Output only the lines that run from the one with "Could you please identify the staircase" to the final line of the material, exactly as they are written.

[Opening The input section]

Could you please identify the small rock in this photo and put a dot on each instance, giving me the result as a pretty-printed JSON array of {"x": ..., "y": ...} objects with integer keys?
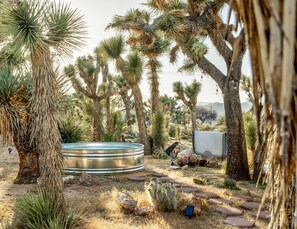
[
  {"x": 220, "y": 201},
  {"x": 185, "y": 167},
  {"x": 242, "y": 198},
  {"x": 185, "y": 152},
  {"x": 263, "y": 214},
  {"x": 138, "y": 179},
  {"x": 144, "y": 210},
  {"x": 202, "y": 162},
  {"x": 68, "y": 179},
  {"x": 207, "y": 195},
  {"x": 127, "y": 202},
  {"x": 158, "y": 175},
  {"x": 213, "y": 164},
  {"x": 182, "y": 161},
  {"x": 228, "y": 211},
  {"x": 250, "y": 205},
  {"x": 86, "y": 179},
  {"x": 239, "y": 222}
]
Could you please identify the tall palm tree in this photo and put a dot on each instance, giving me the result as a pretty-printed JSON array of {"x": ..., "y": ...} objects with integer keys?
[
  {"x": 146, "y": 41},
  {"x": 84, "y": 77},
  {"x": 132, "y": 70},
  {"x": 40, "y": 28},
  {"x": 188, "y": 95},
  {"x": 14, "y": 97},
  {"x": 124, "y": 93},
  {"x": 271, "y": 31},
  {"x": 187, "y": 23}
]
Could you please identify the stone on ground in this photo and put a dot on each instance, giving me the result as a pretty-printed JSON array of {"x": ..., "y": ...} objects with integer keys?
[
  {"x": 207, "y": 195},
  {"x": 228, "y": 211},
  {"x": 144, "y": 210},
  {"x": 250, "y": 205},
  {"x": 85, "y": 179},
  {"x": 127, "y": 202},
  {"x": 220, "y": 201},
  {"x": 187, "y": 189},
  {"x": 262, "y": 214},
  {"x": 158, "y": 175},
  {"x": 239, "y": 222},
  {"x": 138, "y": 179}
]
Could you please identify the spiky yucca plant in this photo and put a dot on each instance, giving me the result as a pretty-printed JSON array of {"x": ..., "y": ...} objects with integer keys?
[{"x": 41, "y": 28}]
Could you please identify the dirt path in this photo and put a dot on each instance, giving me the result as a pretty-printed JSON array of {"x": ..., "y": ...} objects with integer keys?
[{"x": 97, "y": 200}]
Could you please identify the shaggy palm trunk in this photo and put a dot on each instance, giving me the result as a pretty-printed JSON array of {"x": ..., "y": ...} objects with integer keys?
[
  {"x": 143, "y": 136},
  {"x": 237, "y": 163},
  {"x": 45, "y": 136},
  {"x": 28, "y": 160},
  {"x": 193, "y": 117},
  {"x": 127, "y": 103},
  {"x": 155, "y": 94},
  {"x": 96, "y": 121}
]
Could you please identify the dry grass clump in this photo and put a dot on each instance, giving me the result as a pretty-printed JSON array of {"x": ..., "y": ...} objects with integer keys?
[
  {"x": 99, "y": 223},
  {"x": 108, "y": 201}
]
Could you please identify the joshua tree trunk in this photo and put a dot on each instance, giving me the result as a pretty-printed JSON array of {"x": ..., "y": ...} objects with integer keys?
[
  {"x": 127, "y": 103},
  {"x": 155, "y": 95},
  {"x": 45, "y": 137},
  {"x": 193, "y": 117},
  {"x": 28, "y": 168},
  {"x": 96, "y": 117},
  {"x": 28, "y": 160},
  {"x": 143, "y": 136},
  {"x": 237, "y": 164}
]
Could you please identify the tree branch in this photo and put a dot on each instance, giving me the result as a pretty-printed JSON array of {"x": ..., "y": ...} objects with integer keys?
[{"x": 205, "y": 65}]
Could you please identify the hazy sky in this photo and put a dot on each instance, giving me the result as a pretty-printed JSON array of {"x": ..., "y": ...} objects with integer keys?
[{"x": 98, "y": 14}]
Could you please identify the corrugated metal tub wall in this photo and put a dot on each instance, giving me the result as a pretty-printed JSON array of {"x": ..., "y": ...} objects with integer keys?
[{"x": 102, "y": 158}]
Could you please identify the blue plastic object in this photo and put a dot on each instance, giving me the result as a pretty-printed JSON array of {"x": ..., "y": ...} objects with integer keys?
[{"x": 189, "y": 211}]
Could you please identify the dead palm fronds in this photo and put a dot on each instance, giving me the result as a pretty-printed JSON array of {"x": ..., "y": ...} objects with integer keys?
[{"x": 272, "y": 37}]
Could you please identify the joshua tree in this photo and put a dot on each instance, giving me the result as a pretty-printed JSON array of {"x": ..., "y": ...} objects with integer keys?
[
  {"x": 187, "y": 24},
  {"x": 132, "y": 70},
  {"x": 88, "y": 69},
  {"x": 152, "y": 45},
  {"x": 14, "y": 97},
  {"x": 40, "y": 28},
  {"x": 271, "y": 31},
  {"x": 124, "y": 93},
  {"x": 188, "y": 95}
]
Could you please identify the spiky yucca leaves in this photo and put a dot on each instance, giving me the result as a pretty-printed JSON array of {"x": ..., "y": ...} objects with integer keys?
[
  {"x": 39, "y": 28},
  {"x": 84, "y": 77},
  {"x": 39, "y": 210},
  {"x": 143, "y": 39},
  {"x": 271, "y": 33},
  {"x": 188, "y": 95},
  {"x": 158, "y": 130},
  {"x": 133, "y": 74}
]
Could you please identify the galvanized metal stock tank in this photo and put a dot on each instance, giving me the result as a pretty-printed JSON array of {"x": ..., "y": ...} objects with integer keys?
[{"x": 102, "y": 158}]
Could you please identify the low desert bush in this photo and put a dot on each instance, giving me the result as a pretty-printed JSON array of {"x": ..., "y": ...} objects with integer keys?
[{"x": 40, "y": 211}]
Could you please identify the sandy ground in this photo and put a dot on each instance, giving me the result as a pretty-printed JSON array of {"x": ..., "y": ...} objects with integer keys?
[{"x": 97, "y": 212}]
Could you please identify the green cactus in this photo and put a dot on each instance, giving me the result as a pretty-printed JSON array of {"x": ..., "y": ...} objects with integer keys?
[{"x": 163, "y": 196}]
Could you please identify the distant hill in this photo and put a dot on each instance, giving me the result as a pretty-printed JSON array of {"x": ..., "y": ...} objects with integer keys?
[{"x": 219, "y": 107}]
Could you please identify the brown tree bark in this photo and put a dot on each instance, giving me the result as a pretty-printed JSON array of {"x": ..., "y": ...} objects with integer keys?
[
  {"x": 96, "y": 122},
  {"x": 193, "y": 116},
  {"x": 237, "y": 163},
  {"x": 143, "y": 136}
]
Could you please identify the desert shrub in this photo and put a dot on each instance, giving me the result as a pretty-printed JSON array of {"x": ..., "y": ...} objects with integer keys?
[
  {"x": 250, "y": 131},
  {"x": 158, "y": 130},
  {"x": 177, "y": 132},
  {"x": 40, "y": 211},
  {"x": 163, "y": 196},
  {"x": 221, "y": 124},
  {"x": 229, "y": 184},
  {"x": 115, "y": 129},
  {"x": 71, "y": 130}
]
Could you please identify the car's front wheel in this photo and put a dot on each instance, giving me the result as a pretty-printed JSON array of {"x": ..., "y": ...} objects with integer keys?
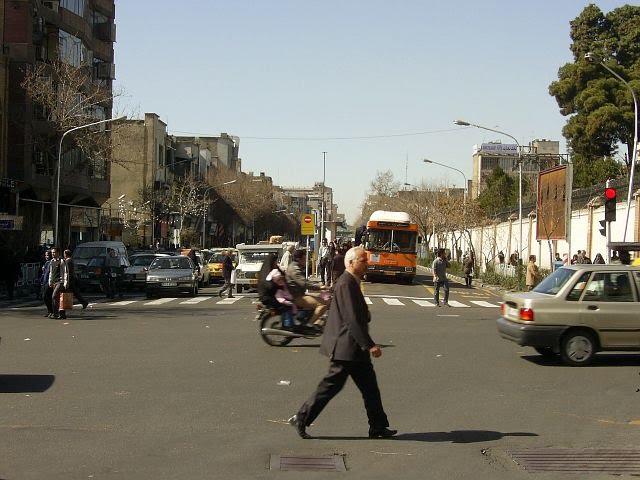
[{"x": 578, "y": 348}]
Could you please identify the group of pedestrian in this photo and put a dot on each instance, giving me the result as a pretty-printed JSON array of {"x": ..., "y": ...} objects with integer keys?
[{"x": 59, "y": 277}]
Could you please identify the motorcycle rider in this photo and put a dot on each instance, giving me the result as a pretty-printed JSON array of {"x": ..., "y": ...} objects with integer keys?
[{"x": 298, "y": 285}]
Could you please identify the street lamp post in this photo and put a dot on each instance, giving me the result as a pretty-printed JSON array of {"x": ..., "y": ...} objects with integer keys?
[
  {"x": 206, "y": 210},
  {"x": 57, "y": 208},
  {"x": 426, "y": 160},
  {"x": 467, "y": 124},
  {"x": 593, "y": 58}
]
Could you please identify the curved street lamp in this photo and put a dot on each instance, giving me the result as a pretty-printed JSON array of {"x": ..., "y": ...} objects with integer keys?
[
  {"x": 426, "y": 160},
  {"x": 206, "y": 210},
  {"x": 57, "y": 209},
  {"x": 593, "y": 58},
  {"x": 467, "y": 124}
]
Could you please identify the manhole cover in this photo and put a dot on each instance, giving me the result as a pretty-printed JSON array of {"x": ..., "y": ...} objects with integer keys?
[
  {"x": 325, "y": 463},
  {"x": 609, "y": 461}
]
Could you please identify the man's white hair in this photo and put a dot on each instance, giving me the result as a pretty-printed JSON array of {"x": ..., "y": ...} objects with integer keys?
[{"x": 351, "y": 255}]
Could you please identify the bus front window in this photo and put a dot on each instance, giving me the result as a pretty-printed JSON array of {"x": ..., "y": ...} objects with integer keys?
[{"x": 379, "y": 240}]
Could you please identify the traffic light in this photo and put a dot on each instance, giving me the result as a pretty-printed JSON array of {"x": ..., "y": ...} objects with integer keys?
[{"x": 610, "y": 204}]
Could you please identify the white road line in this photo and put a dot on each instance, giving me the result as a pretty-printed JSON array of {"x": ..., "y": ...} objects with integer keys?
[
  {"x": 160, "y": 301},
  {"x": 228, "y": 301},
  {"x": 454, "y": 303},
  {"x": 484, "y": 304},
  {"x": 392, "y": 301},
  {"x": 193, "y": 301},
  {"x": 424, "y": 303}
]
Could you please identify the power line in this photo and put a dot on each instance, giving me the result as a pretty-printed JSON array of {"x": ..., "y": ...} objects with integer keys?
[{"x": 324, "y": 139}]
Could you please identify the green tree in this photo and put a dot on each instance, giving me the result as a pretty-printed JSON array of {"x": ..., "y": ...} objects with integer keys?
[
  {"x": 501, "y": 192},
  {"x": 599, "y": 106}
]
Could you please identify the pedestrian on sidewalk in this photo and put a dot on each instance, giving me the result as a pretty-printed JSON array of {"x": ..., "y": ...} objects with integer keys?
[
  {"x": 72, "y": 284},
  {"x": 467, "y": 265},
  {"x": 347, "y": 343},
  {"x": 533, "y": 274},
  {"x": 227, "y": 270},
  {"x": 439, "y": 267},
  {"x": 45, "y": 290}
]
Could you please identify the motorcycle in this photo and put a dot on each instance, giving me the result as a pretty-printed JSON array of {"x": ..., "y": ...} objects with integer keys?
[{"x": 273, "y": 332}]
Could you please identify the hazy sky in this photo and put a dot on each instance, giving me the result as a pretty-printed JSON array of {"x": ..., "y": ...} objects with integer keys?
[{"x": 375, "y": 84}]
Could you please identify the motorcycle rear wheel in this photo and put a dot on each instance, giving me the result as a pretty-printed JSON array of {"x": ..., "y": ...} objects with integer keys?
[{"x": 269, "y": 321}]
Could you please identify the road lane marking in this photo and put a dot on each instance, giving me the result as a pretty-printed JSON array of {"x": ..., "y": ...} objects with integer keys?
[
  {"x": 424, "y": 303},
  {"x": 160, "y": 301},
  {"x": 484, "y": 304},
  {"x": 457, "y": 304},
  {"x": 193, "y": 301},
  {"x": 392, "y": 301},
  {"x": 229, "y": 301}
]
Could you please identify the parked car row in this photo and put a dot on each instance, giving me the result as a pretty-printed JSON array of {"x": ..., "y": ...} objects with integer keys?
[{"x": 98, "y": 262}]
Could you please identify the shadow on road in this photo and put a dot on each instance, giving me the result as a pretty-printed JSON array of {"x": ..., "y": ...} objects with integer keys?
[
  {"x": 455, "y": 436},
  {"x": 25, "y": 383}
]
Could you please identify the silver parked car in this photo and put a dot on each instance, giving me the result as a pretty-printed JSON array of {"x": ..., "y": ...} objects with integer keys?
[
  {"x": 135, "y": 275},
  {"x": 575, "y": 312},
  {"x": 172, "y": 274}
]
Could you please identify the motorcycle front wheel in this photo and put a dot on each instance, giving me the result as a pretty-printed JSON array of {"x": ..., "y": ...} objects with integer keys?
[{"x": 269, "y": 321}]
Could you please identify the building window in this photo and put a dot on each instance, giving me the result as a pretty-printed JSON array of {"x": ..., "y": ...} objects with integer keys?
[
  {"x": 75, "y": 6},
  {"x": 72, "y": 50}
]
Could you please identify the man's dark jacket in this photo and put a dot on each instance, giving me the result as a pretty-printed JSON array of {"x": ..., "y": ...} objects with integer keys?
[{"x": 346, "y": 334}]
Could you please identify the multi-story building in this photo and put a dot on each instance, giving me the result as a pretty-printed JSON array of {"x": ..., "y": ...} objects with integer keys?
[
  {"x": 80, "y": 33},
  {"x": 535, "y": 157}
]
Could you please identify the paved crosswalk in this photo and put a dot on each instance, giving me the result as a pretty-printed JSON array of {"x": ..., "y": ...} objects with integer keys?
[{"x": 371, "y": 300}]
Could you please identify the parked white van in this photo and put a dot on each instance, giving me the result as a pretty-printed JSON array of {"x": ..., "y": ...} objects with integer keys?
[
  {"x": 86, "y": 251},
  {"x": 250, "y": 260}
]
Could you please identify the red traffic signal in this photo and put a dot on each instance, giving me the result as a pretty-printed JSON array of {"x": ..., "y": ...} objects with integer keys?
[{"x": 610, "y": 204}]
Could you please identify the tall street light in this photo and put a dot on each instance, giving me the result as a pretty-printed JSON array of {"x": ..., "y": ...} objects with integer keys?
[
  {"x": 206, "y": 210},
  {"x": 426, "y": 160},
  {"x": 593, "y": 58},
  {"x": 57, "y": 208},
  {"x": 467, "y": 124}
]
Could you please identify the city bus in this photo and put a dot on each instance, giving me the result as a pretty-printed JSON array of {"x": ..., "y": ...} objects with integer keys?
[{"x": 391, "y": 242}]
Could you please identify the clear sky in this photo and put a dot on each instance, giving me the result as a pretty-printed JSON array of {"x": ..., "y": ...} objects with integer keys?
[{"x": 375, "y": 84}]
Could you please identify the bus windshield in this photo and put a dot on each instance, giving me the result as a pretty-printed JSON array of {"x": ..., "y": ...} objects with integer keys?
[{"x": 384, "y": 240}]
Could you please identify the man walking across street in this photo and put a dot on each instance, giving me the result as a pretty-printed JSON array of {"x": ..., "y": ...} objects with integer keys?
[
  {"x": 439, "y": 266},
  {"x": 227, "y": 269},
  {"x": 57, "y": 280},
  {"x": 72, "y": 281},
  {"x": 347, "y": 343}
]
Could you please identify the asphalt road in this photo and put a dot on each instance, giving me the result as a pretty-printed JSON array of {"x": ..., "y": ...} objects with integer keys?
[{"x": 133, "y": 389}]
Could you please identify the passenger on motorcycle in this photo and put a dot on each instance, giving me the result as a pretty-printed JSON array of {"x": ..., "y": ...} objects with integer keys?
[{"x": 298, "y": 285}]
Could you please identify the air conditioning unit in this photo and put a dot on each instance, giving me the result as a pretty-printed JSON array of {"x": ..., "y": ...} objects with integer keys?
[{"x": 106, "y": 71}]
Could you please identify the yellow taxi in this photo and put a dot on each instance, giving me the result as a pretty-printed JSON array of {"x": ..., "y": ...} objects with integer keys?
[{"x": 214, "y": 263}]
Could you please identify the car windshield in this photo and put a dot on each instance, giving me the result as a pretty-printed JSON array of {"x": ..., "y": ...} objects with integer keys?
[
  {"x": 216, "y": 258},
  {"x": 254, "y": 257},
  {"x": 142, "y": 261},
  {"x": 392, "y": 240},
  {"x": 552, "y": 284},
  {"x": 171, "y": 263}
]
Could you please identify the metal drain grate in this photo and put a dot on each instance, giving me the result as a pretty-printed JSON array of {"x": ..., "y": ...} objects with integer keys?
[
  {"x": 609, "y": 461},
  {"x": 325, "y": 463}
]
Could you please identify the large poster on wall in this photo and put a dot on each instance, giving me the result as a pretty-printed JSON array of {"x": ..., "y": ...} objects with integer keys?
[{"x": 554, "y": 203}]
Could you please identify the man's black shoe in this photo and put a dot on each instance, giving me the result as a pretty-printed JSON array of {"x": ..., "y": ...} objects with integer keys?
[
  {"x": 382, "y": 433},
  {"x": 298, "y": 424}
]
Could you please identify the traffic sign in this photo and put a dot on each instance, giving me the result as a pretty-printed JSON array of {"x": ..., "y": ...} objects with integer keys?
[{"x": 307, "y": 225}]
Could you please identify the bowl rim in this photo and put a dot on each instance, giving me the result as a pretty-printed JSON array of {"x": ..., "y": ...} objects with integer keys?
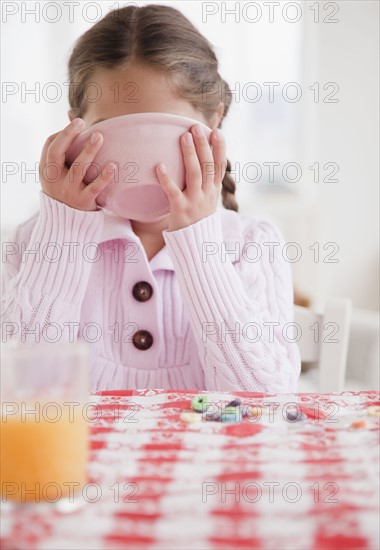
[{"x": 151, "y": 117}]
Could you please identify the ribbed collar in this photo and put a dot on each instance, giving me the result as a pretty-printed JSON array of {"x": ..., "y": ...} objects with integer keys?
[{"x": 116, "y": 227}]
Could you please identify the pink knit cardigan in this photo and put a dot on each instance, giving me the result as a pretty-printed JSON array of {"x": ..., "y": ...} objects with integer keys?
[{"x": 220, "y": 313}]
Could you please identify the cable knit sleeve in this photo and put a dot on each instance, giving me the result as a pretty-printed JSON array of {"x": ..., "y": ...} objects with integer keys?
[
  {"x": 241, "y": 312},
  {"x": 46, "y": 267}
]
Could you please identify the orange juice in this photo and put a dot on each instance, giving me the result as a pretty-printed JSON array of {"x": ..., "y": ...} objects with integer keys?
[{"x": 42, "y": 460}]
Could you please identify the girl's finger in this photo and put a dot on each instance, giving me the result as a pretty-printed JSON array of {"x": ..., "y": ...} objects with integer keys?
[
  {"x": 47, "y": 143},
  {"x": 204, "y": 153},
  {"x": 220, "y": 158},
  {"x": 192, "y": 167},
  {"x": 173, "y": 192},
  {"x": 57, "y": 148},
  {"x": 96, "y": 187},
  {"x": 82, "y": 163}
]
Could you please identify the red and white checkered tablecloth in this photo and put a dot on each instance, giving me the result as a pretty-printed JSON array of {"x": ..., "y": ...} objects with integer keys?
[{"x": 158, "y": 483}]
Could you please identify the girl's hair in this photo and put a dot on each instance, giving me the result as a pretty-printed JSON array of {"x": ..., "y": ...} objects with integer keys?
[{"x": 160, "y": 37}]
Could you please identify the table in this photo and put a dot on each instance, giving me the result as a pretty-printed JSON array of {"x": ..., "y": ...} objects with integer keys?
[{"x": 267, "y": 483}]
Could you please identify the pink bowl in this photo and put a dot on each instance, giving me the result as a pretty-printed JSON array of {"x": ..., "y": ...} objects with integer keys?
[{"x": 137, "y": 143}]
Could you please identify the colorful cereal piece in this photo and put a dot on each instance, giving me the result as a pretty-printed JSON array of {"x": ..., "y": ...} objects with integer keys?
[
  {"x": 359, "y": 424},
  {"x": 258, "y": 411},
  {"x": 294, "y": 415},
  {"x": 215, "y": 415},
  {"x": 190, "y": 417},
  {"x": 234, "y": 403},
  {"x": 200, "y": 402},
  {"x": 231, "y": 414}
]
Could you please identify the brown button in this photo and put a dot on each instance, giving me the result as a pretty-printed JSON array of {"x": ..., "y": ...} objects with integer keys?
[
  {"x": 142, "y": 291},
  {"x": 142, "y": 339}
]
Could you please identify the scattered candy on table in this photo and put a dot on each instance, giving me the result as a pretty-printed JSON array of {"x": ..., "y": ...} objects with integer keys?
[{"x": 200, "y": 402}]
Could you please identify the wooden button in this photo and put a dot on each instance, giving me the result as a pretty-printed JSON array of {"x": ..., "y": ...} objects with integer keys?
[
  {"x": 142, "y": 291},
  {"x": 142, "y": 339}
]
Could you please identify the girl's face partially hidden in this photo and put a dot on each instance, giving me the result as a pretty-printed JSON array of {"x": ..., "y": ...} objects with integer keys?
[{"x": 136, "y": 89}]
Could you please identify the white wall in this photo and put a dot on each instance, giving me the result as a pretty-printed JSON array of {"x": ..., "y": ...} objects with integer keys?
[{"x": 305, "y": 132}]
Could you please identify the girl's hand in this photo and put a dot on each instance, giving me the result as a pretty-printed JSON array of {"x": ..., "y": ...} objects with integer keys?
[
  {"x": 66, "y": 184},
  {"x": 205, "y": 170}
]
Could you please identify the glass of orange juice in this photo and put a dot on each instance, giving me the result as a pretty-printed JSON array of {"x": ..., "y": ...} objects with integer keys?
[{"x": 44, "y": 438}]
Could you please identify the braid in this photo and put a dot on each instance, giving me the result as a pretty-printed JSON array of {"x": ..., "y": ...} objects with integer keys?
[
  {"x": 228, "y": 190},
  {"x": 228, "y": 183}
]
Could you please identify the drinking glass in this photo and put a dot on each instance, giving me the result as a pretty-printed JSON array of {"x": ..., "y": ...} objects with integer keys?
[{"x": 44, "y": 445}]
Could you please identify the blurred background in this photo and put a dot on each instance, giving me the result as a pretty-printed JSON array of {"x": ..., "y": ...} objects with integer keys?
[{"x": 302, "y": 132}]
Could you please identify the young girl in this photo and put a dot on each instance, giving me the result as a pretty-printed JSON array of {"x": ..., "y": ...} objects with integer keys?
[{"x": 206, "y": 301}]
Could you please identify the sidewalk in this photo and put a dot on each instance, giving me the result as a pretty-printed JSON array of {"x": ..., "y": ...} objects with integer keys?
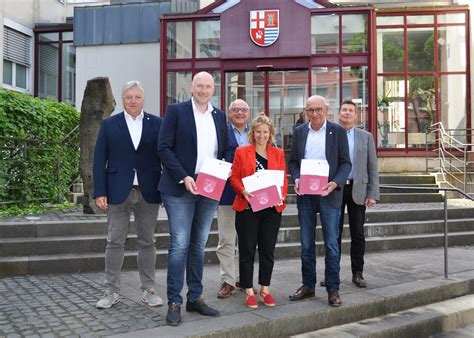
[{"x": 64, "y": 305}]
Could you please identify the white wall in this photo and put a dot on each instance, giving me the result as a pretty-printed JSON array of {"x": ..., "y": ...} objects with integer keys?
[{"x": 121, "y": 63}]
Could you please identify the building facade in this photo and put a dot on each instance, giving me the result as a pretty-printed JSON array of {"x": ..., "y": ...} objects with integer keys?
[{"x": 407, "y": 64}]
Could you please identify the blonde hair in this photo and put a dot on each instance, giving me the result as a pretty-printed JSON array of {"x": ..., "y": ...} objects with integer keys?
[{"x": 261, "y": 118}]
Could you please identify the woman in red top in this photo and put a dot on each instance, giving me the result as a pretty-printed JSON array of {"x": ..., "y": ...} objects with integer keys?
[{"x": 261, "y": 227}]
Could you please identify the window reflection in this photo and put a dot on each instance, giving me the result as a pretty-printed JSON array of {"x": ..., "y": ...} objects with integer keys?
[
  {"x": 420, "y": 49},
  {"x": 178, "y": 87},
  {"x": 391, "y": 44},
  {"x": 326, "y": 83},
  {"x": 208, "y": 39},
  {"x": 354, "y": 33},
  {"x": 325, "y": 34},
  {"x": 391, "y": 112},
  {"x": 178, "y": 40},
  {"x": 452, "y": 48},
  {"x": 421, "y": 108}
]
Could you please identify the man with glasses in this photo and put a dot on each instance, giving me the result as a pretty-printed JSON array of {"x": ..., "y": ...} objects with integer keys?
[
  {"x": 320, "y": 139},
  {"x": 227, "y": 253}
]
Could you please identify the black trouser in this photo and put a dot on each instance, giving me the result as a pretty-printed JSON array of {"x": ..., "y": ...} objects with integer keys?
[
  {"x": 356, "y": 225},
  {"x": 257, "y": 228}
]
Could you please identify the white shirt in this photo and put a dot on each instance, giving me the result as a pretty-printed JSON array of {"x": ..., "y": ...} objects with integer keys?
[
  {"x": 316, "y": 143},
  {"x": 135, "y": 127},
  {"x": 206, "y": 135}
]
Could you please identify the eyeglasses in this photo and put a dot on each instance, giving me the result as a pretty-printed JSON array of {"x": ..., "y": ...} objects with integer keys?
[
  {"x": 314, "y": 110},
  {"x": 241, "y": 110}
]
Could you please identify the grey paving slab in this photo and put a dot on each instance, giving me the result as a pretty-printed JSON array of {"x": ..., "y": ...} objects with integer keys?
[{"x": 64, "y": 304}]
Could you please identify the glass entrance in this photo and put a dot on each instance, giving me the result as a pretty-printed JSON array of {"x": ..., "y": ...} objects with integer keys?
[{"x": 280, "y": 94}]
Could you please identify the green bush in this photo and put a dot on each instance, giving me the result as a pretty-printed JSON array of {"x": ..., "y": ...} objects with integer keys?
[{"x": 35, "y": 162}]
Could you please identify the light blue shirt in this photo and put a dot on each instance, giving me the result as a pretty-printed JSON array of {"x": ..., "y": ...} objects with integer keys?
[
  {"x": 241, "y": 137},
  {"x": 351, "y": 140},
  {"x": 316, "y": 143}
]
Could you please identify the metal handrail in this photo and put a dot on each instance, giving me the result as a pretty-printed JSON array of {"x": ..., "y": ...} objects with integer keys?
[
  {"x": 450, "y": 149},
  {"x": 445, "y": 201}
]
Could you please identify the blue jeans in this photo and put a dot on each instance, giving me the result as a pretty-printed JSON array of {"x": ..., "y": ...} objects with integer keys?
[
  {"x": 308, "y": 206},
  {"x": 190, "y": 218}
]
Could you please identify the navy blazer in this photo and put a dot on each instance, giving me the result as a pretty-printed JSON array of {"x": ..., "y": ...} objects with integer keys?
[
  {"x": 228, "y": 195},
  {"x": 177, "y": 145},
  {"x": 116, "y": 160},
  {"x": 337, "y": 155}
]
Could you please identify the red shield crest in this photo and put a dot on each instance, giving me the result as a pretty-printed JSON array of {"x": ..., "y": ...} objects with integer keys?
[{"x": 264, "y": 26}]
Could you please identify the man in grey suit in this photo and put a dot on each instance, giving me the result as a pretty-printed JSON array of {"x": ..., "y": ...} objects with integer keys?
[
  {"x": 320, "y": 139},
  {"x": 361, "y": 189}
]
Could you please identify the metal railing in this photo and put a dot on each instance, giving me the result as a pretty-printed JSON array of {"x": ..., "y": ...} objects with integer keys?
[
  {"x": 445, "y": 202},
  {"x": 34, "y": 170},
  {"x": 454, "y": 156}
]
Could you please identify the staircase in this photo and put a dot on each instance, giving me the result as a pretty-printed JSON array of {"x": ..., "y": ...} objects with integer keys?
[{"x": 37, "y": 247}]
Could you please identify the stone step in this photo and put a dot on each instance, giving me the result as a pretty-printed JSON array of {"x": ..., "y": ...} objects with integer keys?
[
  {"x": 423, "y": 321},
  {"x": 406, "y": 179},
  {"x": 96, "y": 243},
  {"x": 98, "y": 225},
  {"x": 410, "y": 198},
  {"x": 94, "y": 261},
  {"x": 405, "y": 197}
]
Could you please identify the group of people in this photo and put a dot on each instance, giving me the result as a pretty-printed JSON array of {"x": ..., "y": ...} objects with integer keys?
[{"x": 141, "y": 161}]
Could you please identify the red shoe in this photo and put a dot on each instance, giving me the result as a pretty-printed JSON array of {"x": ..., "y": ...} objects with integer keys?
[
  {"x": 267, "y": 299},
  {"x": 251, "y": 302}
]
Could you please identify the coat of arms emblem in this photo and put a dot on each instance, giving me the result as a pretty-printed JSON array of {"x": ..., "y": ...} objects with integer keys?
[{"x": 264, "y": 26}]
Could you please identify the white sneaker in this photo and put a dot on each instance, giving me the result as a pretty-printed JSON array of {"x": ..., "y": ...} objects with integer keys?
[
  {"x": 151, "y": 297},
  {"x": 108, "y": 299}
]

[Closing The input section]

■ Response to the task
Could you please identify the staircase in this photo and put a dot on each instance, giving me the result as a pretty-printed JSON array of {"x": ..., "y": ...} objects with integer keys?
[{"x": 37, "y": 247}]
Could you please identify the stone step in this photo and put a dot on each instance, giving me the result as a pretty-printed JSON array of {"x": ..., "y": ...} objects with integer keys?
[
  {"x": 423, "y": 321},
  {"x": 406, "y": 179},
  {"x": 96, "y": 243},
  {"x": 98, "y": 225},
  {"x": 410, "y": 198},
  {"x": 94, "y": 261},
  {"x": 405, "y": 197}
]
Could you please identify the group of people in this photo and put a dot on each instance, giving me the result as a pretty-printed JSON array of {"x": ..., "y": ...} objects with integer keys?
[{"x": 141, "y": 161}]
Could you please identify the red shoe in this photo and put a dot on each instance, giving me the result as a pretty-printed JSON array of {"x": ..., "y": ...} objects with integer keys?
[
  {"x": 267, "y": 299},
  {"x": 251, "y": 302}
]
Could you please identify the coat of arms emblem in this photo and put a dot on each instance, giving me the result as a pretty-printed JSON array of {"x": ..., "y": ...} objects with integer keys?
[{"x": 264, "y": 26}]
Could you please identify the white sneaker in this photo and put a dot on each instance, giving me the result as a pretty-printed JSON array of {"x": ..., "y": ...} objects with integer keys?
[
  {"x": 151, "y": 297},
  {"x": 108, "y": 299}
]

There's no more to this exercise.